━━━ Materials provided ━━━

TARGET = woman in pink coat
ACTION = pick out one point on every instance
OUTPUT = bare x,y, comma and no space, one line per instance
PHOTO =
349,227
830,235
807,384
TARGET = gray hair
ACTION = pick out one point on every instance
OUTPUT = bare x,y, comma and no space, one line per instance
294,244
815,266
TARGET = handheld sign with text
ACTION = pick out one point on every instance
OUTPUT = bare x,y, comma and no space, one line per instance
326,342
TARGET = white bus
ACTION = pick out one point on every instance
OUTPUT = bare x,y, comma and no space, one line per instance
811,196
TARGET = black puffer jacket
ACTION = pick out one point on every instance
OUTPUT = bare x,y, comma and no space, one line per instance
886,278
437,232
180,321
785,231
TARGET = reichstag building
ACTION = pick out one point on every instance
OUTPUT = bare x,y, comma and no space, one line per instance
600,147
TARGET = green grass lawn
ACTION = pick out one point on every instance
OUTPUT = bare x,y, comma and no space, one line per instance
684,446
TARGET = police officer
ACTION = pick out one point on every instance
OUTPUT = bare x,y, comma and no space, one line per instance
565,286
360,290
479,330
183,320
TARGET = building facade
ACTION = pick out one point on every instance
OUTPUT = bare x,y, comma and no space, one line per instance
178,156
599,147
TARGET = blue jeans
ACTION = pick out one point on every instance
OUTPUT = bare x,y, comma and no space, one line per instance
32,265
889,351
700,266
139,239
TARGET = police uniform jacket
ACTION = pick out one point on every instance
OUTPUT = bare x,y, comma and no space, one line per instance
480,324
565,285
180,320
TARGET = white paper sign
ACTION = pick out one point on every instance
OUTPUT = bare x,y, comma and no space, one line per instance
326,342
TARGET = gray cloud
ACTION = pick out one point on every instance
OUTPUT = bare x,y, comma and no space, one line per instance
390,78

━━━

Activity ▸ Could you copy each line of the material that holds "building"?

Answer to the exercise ▸
TARGET = reichstag building
TARGET = building facade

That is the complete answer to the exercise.